SET TASK :: Each line of the material below should be reproduced exactly.

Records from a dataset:
■ ■ ■ ■ ■

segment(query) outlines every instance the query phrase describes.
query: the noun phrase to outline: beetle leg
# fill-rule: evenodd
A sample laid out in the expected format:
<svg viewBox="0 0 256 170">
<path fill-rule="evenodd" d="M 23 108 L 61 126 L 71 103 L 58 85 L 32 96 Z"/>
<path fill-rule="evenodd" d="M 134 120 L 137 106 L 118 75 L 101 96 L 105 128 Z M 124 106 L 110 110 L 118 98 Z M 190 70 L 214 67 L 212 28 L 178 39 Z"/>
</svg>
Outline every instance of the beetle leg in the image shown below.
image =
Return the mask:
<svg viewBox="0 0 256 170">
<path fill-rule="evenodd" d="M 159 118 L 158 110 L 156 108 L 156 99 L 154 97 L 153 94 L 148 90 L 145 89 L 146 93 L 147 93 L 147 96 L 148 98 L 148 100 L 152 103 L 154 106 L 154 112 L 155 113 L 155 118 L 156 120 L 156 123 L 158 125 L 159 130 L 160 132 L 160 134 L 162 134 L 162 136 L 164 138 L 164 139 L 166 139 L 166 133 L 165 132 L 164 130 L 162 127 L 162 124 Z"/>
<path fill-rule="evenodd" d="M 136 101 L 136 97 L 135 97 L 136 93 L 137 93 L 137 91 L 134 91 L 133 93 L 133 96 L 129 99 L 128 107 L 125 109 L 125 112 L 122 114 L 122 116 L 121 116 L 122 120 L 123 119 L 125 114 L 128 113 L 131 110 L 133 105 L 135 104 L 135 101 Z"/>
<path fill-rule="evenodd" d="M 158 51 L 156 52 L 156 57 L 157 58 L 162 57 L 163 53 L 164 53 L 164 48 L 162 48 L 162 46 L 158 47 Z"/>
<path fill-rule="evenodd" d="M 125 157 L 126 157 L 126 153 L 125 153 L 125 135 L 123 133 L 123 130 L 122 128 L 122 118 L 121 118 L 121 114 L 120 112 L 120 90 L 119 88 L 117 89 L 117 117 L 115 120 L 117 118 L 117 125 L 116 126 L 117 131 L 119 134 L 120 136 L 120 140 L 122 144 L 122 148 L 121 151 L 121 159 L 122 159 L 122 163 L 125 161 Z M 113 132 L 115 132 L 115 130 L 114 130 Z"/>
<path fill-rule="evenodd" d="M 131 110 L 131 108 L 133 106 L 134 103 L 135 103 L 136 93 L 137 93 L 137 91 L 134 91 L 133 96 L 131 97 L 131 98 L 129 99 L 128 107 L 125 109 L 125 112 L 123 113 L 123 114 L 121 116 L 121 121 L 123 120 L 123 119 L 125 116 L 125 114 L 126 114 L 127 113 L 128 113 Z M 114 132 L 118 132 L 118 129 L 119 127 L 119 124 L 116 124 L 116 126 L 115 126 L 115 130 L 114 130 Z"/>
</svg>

■ ■ ■ ■ ■

SOLUTION TO THIS PROBLEM ::
segment(query) outlines every instance the query phrase describes.
query: the noun phrase to outline: beetle leg
# fill-rule: evenodd
A sample laid out in the expected format:
<svg viewBox="0 0 256 170">
<path fill-rule="evenodd" d="M 23 108 L 61 126 L 71 103 L 58 85 L 32 96 Z"/>
<path fill-rule="evenodd" d="M 134 120 L 137 106 L 118 75 L 101 96 L 105 128 Z M 124 106 L 110 110 L 118 98 Z M 190 70 L 214 67 L 212 28 L 178 39 Z"/>
</svg>
Outline every instance of the beetle leg in the image shown below.
image =
Return the mask:
<svg viewBox="0 0 256 170">
<path fill-rule="evenodd" d="M 159 118 L 158 110 L 156 108 L 156 99 L 154 97 L 153 94 L 148 90 L 145 89 L 146 93 L 147 93 L 147 96 L 148 98 L 148 100 L 152 103 L 154 106 L 154 112 L 155 113 L 155 118 L 156 120 L 156 123 L 158 125 L 159 130 L 160 132 L 160 134 L 162 134 L 162 136 L 164 138 L 164 139 L 166 139 L 166 133 L 165 132 L 164 130 L 162 127 L 162 124 Z"/>
<path fill-rule="evenodd" d="M 136 101 L 136 97 L 135 97 L 136 93 L 137 93 L 137 91 L 134 91 L 133 93 L 133 96 L 129 99 L 128 107 L 125 109 L 125 112 L 122 114 L 122 116 L 121 116 L 122 120 L 123 119 L 125 114 L 128 113 L 131 110 L 133 105 L 135 104 L 135 101 Z"/>
<path fill-rule="evenodd" d="M 158 51 L 156 52 L 156 57 L 157 58 L 162 57 L 163 53 L 164 53 L 164 48 L 162 48 L 162 46 L 158 47 Z"/>
<path fill-rule="evenodd" d="M 125 157 L 126 157 L 126 153 L 125 153 L 125 135 L 123 133 L 123 130 L 122 128 L 122 118 L 121 118 L 121 114 L 120 112 L 120 90 L 119 88 L 117 89 L 117 117 L 115 120 L 117 118 L 117 125 L 116 126 L 117 131 L 119 134 L 120 136 L 120 140 L 122 144 L 122 148 L 121 151 L 121 159 L 122 159 L 122 163 L 125 161 Z M 113 132 L 115 132 L 115 130 L 114 130 Z"/>
<path fill-rule="evenodd" d="M 131 110 L 131 108 L 133 106 L 134 103 L 135 103 L 136 93 L 137 93 L 137 91 L 134 91 L 133 96 L 131 97 L 131 98 L 129 99 L 128 107 L 125 109 L 125 112 L 123 113 L 123 114 L 121 116 L 121 121 L 123 120 L 123 119 L 125 116 L 125 114 L 126 114 L 127 113 L 128 113 Z M 114 132 L 118 132 L 118 129 L 119 127 L 119 124 L 116 124 L 116 126 L 115 126 L 115 130 L 114 130 Z"/>
</svg>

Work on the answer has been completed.